** Try it **
Which lines of the entries contain the string "building"? Please find them and copy them.

Natural-language object grounding data:
···

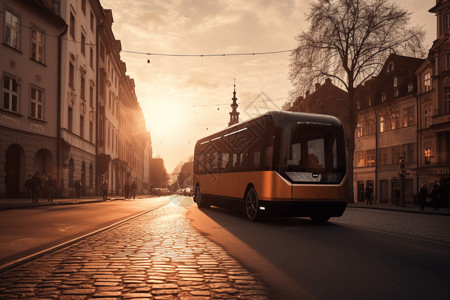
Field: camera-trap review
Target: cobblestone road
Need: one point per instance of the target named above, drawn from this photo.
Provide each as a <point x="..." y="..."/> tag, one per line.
<point x="156" y="256"/>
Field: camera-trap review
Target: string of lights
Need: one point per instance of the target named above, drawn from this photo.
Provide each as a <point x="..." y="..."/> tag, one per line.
<point x="173" y="54"/>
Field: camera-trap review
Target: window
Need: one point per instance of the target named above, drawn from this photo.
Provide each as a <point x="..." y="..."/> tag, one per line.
<point x="408" y="116"/>
<point x="83" y="44"/>
<point x="10" y="94"/>
<point x="91" y="57"/>
<point x="427" y="82"/>
<point x="82" y="127"/>
<point x="37" y="103"/>
<point x="37" y="45"/>
<point x="71" y="76"/>
<point x="91" y="132"/>
<point x="360" y="161"/>
<point x="447" y="99"/>
<point x="426" y="117"/>
<point x="92" y="21"/>
<point x="70" y="119"/>
<point x="91" y="96"/>
<point x="72" y="25"/>
<point x="370" y="158"/>
<point x="382" y="124"/>
<point x="12" y="29"/>
<point x="395" y="116"/>
<point x="83" y="87"/>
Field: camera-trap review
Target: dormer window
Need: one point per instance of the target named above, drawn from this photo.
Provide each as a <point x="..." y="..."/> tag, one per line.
<point x="390" y="67"/>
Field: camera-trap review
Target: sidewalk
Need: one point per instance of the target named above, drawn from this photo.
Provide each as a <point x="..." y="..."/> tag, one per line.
<point x="20" y="203"/>
<point x="410" y="208"/>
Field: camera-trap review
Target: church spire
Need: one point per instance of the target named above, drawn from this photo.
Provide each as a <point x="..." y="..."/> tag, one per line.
<point x="234" y="115"/>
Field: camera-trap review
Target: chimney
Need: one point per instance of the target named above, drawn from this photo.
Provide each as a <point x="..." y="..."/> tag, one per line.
<point x="317" y="86"/>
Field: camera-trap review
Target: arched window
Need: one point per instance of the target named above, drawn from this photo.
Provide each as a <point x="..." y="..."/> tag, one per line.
<point x="71" y="172"/>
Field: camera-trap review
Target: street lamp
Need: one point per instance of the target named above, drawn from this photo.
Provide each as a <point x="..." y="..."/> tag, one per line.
<point x="402" y="174"/>
<point x="427" y="155"/>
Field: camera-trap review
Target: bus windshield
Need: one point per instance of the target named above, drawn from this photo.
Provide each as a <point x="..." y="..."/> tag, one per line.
<point x="313" y="153"/>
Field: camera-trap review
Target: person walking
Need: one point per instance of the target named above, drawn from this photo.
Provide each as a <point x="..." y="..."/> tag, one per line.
<point x="36" y="187"/>
<point x="435" y="194"/>
<point x="105" y="189"/>
<point x="133" y="189"/>
<point x="368" y="195"/>
<point x="423" y="195"/>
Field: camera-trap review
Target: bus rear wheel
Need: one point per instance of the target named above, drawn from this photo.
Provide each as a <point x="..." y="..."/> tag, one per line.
<point x="199" y="199"/>
<point x="320" y="219"/>
<point x="251" y="204"/>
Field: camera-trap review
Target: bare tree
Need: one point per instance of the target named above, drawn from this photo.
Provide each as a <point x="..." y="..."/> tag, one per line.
<point x="349" y="40"/>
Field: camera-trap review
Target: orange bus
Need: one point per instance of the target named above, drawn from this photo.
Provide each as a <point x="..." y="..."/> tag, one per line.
<point x="279" y="164"/>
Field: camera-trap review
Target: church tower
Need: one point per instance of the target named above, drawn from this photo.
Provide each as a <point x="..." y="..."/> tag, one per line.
<point x="234" y="115"/>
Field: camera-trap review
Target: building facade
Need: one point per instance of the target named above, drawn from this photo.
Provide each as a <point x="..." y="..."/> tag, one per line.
<point x="434" y="107"/>
<point x="110" y="73"/>
<point x="78" y="107"/>
<point x="386" y="133"/>
<point x="30" y="33"/>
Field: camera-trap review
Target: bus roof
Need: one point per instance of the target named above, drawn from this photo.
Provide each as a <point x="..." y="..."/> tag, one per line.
<point x="280" y="118"/>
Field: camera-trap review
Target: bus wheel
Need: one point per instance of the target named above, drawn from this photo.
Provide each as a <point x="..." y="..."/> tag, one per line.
<point x="199" y="199"/>
<point x="251" y="204"/>
<point x="320" y="219"/>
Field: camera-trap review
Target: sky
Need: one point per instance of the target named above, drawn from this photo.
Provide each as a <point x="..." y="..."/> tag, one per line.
<point x="186" y="98"/>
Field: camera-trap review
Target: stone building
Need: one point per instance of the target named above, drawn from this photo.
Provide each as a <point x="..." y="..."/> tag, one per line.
<point x="30" y="33"/>
<point x="434" y="106"/>
<point x="386" y="133"/>
<point x="78" y="107"/>
<point x="110" y="73"/>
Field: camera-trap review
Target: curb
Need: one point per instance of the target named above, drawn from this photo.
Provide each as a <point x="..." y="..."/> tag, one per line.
<point x="31" y="257"/>
<point x="44" y="204"/>
<point x="400" y="210"/>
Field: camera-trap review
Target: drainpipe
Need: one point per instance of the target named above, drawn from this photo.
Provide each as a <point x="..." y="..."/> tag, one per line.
<point x="58" y="118"/>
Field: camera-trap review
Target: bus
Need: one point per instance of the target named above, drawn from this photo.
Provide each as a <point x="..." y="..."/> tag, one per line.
<point x="277" y="164"/>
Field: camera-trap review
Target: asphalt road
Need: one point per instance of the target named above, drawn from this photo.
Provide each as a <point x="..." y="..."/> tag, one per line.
<point x="366" y="254"/>
<point x="27" y="231"/>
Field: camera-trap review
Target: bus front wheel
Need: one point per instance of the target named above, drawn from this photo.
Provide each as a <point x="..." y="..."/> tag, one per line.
<point x="199" y="199"/>
<point x="251" y="204"/>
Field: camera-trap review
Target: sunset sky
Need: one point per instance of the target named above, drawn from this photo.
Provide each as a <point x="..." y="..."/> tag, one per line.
<point x="186" y="98"/>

···

** Task output **
Target: building facade
Target: stone building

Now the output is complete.